## BRIEF
Nothing but the records, transcribed verbatim and stripped of images, should appear in the answer.

Referring expression pointing data
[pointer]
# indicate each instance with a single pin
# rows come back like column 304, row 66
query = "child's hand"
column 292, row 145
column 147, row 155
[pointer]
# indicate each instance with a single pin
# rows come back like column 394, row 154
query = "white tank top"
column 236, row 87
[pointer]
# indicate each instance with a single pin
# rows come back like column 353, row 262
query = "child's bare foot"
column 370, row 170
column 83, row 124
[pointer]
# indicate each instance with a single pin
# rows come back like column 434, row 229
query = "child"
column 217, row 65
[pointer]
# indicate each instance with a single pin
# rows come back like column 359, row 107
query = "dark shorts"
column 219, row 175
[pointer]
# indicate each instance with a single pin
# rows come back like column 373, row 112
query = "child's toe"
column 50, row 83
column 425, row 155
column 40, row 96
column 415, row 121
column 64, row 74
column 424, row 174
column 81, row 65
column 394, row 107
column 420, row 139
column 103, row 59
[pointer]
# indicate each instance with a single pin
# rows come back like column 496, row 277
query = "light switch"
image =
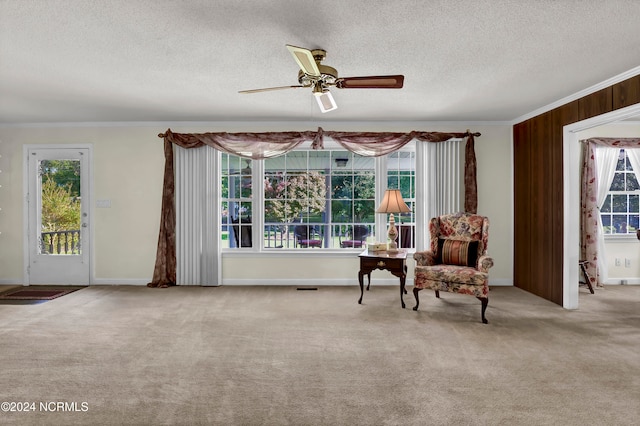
column 103, row 204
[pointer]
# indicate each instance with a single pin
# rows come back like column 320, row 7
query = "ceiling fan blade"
column 268, row 89
column 305, row 60
column 373, row 82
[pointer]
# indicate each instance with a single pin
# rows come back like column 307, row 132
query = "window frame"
column 618, row 236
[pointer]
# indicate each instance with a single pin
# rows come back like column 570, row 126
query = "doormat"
column 39, row 294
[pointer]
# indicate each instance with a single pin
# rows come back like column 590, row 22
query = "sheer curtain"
column 606, row 161
column 439, row 184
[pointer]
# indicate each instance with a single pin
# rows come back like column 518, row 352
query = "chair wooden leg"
column 415, row 294
column 485, row 303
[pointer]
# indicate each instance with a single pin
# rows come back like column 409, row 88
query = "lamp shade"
column 392, row 202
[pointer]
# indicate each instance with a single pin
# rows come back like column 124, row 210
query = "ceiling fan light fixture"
column 324, row 99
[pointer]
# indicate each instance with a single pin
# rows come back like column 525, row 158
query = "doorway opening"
column 571, row 190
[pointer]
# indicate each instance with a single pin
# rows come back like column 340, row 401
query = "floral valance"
column 272, row 144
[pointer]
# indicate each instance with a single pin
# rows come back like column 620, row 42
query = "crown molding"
column 602, row 85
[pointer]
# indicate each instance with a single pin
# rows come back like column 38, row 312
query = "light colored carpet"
column 277, row 356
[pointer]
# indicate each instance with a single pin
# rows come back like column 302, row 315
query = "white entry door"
column 58, row 204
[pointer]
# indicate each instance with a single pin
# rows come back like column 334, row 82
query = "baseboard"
column 314, row 282
column 11, row 281
column 120, row 281
column 500, row 282
column 618, row 281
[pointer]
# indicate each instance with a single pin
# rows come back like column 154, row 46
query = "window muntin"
column 620, row 212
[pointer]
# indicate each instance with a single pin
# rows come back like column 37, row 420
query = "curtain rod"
column 468, row 133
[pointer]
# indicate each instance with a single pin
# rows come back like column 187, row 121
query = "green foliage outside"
column 291, row 197
column 60, row 209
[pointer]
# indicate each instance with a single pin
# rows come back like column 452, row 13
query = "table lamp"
column 392, row 202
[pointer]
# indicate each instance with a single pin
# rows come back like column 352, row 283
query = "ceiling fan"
column 320, row 77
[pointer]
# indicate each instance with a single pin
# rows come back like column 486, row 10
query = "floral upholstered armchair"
column 457, row 261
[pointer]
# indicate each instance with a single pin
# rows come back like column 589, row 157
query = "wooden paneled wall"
column 538, row 186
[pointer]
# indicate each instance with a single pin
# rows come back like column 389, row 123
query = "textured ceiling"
column 185, row 60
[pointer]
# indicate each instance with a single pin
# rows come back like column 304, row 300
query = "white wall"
column 626, row 248
column 127, row 170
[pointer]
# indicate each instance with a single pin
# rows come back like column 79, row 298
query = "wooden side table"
column 394, row 263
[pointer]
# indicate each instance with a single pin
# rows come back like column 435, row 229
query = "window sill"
column 621, row 238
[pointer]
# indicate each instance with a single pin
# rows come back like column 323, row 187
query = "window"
column 620, row 211
column 311, row 199
column 237, row 201
column 316, row 198
column 401, row 174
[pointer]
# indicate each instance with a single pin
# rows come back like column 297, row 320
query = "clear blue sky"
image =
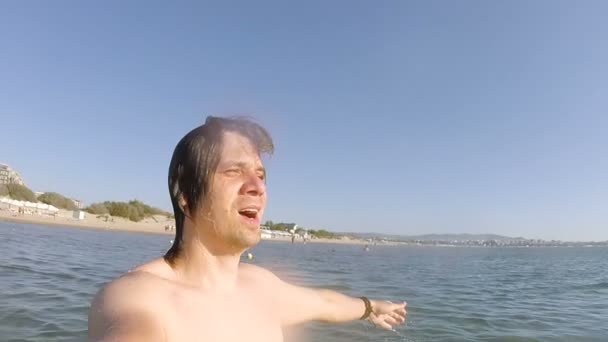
column 394, row 116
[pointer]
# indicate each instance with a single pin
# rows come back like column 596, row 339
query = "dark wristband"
column 368, row 307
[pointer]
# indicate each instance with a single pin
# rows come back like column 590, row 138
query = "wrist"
column 369, row 307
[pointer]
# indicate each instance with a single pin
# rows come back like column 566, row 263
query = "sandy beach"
column 149, row 225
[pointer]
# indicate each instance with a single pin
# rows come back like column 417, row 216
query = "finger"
column 401, row 311
column 399, row 305
column 397, row 317
column 385, row 325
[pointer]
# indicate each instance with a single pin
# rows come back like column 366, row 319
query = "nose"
column 253, row 185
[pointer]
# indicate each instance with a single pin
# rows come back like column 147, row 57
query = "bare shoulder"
column 128, row 308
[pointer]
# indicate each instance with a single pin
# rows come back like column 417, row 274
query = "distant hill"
column 432, row 237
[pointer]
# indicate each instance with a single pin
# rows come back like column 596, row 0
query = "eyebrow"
column 244, row 165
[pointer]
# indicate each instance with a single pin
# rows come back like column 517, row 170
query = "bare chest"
column 223, row 319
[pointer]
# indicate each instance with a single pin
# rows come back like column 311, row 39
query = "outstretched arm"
column 301, row 304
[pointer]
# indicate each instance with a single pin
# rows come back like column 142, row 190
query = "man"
column 199, row 291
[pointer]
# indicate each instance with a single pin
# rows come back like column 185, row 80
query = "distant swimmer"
column 200, row 290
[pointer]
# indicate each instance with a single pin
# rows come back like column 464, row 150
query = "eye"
column 233, row 172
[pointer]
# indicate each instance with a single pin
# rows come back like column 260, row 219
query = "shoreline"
column 121, row 225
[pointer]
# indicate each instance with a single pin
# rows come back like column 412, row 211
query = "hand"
column 387, row 315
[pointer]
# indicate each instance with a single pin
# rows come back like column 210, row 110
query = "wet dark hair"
column 194, row 161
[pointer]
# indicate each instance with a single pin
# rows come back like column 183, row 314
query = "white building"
column 9, row 176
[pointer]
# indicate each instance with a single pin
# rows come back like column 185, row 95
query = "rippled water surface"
column 48, row 276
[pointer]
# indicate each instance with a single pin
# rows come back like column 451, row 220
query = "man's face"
column 237, row 196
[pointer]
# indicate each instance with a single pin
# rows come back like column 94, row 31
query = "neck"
column 202, row 264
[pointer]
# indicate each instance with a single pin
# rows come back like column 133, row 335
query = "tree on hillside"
column 133, row 210
column 57, row 200
column 3, row 190
column 20, row 193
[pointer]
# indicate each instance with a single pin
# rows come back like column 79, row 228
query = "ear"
column 183, row 205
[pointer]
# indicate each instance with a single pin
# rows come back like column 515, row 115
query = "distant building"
column 77, row 203
column 9, row 176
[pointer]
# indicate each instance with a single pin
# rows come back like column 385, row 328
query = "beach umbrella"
column 42, row 206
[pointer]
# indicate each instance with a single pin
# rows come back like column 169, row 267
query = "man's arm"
column 119, row 313
column 298, row 304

## ANSWER BELOW
[pointer]
# indicate each instance with a single pin
# rows come back like column 304, row 66
query = "child's hand"
column 292, row 145
column 147, row 155
[pointer]
# indicate each instance with a single pin
# rows come back like column 394, row 154
query = "white tank top"
column 236, row 87
[pointer]
# indicate each instance with a single pin
# rows come back like column 353, row 262
query = "child's bare foot"
column 370, row 170
column 83, row 124
[pointer]
# indicate each instance with a single pin
# rows come back like column 434, row 229
query = "child"
column 217, row 65
[pointer]
# indicate each instance with a single pin
# rows come back like column 359, row 107
query = "dark shorts"
column 219, row 175
[pointer]
# indicate each instance with a single pin
# rows come back like column 373, row 112
query = "child's toe"
column 50, row 83
column 425, row 155
column 40, row 96
column 415, row 121
column 64, row 74
column 424, row 174
column 81, row 65
column 394, row 107
column 420, row 139
column 103, row 59
[pointer]
# indicate each instance with a single pin
# rows come back like column 496, row 277
query = "light switch"
image =
column 103, row 204
[pointer]
# indicate each instance with a single pin
# rows come back like column 320, row 7
query = "ceiling fan blade"
column 268, row 89
column 305, row 60
column 373, row 82
[pointer]
# indicate each instance with a single pin
# rows come back like column 307, row 132
query = "window frame"
column 618, row 236
[pointer]
# indicate each instance with a single pin
# rows come back like column 570, row 126
query = "doormat"
column 39, row 294
[pointer]
# indicate each instance with a single pin
# rows come back like column 590, row 22
query = "sheer curtain"
column 606, row 161
column 439, row 184
[pointer]
# indicate each instance with a single pin
# rows come back like column 518, row 352
query = "chair wooden leg"
column 415, row 294
column 485, row 303
[pointer]
# indicate each instance with a single pin
# rows come back like column 409, row 88
query = "lamp shade"
column 392, row 202
[pointer]
# indicate each instance with a single pin
# rows come back like column 124, row 210
query = "ceiling fan light fixture"
column 324, row 99
[pointer]
# indicate each instance with a single pin
# rows come back like column 525, row 158
query = "doorway opening"
column 571, row 190
[pointer]
# indicate each instance with a single pin
# rows come back like column 340, row 401
query = "floral valance"
column 272, row 144
[pointer]
# indicate each instance with a single pin
# rows come back like column 620, row 42
query = "crown molding"
column 602, row 85
[pointer]
# indicate each instance with a single pin
# rows come back like column 38, row 312
query = "light colored carpet"
column 277, row 356
[pointer]
# indicate each instance with a single pin
# rows come back like column 302, row 315
query = "white entry door"
column 58, row 204
[pointer]
# indicate each instance with a single pin
# rows come back like column 334, row 82
query = "baseboard"
column 314, row 282
column 11, row 281
column 120, row 281
column 500, row 282
column 618, row 281
[pointer]
# indicate each instance with a single pin
# rows come back like column 154, row 46
query = "window muntin"
column 620, row 212
[pointer]
# indicate each instance with a single pin
# rows come back like column 37, row 420
query = "curtain rod"
column 468, row 133
[pointer]
# indicate each instance with a single pin
# rows come back like column 187, row 121
query = "green foliage outside"
column 291, row 197
column 60, row 209
[pointer]
# indicate each instance with a single pin
# rows come back like column 452, row 13
query = "table lamp"
column 392, row 202
[pointer]
# indicate each instance with a single pin
# rows come back like column 352, row 283
query = "ceiling fan"
column 320, row 77
[pointer]
# indicate each instance with a single pin
# rows come back like column 486, row 10
query = "floral upholstered armchair"
column 457, row 261
[pointer]
# indicate each instance with a single pin
# rows come back like column 589, row 157
query = "wooden paneled wall"
column 538, row 186
[pointer]
# indicate each instance with a single pin
# rows come back like column 389, row 123
query = "textured ceiling"
column 185, row 60
[pointer]
# indicate each instance with a single pin
# rows come back like column 304, row 300
query = "white wall"
column 626, row 248
column 127, row 170
[pointer]
# indicate each instance with a single pin
# rows come back like column 79, row 298
query = "wooden side table"
column 394, row 263
[pointer]
# indicate each instance with a single pin
# rows come back like column 435, row 229
query = "window sill"
column 621, row 238
[pointer]
# indicate each instance with a single pin
# rows come back like column 323, row 187
query = "window"
column 620, row 211
column 311, row 199
column 237, row 201
column 316, row 198
column 401, row 174
[pointer]
# indicate each instance with a single pin
# rows come back like column 297, row 320
query = "clear blue sky"
image =
column 394, row 116
[pointer]
# indicate each instance with a single pin
# rows come back like column 596, row 339
query = "dark wristband"
column 368, row 307
[pointer]
# indicate each instance with a single pin
# rows come back like column 590, row 138
query = "wrist"
column 369, row 307
[pointer]
# indicate each instance with a single pin
# rows come back like column 566, row 263
query = "sandy beach"
column 149, row 225
[pointer]
# indicate each instance with a single pin
# rows come back like column 417, row 216
query = "finger"
column 401, row 311
column 399, row 305
column 397, row 317
column 385, row 325
[pointer]
# indicate each instance with a single pin
# rows come back like column 366, row 319
query = "nose"
column 253, row 185
[pointer]
# indicate each instance with a single pin
# rows come back like column 147, row 57
query = "bare shoulder"
column 128, row 308
[pointer]
# indicate each instance with a single pin
# rows come back like column 417, row 274
query = "distant hill"
column 432, row 237
[pointer]
# indicate each instance with a single pin
# rows come back like column 596, row 0
query = "eyebrow"
column 244, row 165
[pointer]
# indicate each instance with a single pin
# rows come back like column 517, row 170
query = "bare chest"
column 223, row 319
[pointer]
# indicate each instance with a single pin
# rows come back like column 311, row 39
query = "outstretched arm"
column 301, row 304
[pointer]
# indicate each instance with a single pin
# rows come back like column 142, row 190
query = "man"
column 199, row 291
[pointer]
# indicate each instance with a single pin
# rows come back like column 185, row 80
query = "distant swimmer"
column 200, row 290
[pointer]
# indicate each instance with a single pin
# rows come back like column 464, row 150
query = "eye"
column 233, row 172
[pointer]
# indicate each instance with a single pin
# rows come back like column 260, row 219
query = "shoreline"
column 121, row 225
[pointer]
# indicate each instance with a single pin
# rows come back like column 412, row 211
query = "hand"
column 387, row 315
[pointer]
# indicate each instance with a single pin
# rows come back like column 210, row 110
query = "wet dark hair"
column 194, row 161
[pointer]
# indicate each instance with a single pin
# rows come back like column 183, row 314
query = "white building"
column 9, row 176
[pointer]
# indicate each instance with a single pin
# rows come back like column 185, row 95
query = "rippled water surface"
column 48, row 276
[pointer]
# indicate each instance with a single pin
# rows come back like column 451, row 220
query = "man's face"
column 237, row 196
[pointer]
# indicate each instance with a single pin
# rows come back like column 94, row 31
query = "neck"
column 202, row 264
[pointer]
# indicate each instance with a single pin
# rows come back like column 133, row 335
query = "tree on hillside"
column 133, row 210
column 57, row 200
column 3, row 190
column 20, row 193
[pointer]
# indicate each instance with a single pin
# rows come back like column 79, row 228
query = "ear"
column 183, row 205
[pointer]
# indicate each instance with a single pin
# rows come back like column 515, row 115
query = "distant building"
column 77, row 203
column 9, row 176
[pointer]
# indicate each instance with a single pin
# rows come back like column 385, row 328
query = "beach umbrella"
column 42, row 206
[pointer]
# indicate each instance with a single pin
# rows come back like column 169, row 267
query = "man's arm"
column 119, row 313
column 298, row 304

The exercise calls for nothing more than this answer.